Lavoro da svolgere: Conti quante righe del materiale sottostante contengono la stringa "sunlit" e ne indichi soltanto il numero.

Materiale fornito:
========

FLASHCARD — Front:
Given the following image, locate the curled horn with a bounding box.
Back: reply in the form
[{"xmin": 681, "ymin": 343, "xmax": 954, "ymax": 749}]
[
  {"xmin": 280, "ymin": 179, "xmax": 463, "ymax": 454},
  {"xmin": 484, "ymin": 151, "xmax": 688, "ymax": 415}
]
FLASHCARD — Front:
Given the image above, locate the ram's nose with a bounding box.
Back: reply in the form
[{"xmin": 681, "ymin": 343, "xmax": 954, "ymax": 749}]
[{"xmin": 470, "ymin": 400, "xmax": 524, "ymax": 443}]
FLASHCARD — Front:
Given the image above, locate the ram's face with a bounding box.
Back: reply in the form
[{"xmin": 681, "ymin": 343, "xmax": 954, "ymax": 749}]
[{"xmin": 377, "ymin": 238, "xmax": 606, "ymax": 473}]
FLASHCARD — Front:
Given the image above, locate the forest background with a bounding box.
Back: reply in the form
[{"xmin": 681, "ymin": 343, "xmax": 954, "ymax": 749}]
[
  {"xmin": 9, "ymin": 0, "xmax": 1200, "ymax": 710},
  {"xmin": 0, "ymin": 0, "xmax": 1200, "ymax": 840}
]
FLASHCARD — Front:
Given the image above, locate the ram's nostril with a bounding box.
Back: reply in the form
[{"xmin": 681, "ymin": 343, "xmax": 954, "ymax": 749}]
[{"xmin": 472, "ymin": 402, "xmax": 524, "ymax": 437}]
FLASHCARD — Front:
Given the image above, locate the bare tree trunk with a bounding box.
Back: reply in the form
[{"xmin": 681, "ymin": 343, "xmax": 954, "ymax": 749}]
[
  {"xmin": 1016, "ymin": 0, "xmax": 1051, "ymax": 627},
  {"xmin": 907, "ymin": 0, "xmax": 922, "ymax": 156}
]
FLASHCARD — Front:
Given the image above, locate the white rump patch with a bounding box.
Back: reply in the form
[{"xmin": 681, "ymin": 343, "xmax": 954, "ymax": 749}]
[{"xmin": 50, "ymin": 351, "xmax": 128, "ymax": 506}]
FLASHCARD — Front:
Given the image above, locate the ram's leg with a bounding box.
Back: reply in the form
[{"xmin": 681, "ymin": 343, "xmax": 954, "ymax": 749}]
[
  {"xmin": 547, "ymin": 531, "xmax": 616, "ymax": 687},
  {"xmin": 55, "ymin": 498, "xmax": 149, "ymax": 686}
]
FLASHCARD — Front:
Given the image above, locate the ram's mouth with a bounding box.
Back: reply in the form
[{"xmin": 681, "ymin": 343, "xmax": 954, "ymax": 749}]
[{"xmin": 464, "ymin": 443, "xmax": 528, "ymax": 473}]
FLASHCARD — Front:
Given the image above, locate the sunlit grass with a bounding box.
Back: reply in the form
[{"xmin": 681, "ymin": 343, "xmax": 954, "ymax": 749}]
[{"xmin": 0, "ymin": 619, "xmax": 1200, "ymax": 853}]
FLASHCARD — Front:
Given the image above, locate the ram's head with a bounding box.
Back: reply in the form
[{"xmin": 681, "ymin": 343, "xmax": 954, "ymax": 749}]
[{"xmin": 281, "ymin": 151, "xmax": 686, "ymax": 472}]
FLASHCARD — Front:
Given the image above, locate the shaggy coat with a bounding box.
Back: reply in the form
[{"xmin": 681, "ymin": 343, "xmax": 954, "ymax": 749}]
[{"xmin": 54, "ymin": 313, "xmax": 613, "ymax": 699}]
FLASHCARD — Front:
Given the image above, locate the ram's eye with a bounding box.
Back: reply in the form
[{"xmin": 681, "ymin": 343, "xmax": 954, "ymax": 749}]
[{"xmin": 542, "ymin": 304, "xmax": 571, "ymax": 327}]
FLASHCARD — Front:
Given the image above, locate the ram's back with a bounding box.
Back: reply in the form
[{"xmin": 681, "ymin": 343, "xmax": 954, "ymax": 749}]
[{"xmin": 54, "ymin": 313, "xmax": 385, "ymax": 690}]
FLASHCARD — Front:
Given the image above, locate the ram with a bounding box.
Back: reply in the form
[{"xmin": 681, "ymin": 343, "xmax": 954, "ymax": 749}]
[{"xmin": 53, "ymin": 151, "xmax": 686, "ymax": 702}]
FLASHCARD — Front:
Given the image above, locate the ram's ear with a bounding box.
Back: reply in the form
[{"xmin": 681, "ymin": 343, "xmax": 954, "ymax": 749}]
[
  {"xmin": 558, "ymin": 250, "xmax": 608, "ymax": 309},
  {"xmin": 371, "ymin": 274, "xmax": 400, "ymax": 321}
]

========

Esercizio svolto: 1